[Extracted data]
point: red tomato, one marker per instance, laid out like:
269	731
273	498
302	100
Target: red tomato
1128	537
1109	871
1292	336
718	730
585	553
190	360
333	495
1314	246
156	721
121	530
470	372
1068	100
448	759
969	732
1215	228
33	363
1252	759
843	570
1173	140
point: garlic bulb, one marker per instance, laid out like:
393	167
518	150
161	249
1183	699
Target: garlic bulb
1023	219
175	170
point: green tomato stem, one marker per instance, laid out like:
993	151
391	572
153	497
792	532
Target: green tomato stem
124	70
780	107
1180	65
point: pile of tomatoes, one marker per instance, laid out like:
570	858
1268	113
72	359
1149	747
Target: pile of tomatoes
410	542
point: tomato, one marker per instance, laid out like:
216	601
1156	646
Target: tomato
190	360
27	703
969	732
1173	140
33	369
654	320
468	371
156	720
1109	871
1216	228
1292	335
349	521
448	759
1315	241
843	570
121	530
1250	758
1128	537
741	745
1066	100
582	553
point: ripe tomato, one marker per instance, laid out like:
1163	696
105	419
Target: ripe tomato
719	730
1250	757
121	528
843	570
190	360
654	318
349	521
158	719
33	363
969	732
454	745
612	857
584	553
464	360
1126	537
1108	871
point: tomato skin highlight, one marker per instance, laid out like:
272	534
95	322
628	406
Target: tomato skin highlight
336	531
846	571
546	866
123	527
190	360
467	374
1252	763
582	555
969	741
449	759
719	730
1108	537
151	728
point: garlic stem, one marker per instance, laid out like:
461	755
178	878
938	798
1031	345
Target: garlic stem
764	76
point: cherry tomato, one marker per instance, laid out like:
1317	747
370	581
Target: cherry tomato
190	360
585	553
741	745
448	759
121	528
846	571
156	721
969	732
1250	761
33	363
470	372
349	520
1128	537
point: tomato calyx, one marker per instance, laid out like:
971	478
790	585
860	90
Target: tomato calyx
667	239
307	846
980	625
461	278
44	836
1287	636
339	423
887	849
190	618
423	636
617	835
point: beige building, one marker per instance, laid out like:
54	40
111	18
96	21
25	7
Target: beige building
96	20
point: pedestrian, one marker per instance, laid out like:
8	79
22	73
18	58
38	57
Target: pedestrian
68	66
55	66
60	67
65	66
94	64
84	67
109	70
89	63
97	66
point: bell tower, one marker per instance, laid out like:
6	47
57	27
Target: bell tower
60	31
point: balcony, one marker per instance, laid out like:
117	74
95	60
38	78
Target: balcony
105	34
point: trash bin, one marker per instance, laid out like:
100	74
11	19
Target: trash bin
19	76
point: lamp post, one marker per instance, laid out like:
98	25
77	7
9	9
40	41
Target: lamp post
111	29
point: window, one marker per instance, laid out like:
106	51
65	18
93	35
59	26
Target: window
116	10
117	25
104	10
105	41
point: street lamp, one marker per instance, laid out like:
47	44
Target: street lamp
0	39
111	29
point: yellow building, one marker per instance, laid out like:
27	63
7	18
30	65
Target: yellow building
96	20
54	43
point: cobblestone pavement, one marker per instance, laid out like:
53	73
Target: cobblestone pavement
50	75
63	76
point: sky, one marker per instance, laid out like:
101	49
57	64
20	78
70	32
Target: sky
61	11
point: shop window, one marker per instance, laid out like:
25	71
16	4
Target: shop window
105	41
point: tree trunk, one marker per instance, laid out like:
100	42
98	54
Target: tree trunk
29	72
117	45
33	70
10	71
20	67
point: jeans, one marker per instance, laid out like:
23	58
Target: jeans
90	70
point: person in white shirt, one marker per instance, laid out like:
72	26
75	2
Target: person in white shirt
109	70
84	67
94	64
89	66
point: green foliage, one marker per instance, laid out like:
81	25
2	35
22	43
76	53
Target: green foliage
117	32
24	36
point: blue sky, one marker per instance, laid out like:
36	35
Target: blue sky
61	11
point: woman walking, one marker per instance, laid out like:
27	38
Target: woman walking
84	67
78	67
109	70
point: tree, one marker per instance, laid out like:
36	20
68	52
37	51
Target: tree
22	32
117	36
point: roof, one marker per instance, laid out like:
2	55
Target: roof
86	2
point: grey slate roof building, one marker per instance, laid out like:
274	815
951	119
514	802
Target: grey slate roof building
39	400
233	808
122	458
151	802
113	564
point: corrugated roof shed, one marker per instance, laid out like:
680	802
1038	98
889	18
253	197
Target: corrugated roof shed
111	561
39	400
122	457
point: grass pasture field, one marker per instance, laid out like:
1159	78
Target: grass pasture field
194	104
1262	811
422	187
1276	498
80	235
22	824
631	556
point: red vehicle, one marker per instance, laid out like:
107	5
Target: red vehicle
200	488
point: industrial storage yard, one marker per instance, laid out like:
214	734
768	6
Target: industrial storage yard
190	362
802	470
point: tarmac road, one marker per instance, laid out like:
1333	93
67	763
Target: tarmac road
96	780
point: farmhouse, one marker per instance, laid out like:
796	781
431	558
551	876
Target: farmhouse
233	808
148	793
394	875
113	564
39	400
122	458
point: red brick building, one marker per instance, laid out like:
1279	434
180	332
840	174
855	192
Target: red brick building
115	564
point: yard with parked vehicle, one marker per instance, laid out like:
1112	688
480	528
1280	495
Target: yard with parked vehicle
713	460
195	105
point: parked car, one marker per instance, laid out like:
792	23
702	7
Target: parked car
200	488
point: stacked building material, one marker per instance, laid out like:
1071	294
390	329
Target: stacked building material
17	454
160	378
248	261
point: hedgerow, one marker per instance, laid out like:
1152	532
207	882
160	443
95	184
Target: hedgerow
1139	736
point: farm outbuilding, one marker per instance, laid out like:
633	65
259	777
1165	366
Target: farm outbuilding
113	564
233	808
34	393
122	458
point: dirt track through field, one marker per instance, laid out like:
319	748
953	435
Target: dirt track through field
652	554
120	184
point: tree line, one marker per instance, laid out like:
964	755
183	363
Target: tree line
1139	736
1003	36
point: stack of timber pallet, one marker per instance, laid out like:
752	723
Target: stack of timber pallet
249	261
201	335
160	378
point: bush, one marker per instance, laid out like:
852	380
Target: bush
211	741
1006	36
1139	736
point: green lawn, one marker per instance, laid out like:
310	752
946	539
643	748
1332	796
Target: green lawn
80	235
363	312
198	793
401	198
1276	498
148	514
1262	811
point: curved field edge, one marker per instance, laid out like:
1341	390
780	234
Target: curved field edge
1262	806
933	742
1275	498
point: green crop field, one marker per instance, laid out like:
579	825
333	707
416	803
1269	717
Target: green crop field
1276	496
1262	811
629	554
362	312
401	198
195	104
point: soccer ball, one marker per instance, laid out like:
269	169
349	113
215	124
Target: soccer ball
[/Extracted data]
Required work:
Take each line above that holds the string "soccer" and copy it.

Exercise solution:
point: soccer ball, one marker per instance, laid out like:
Target: soccer ball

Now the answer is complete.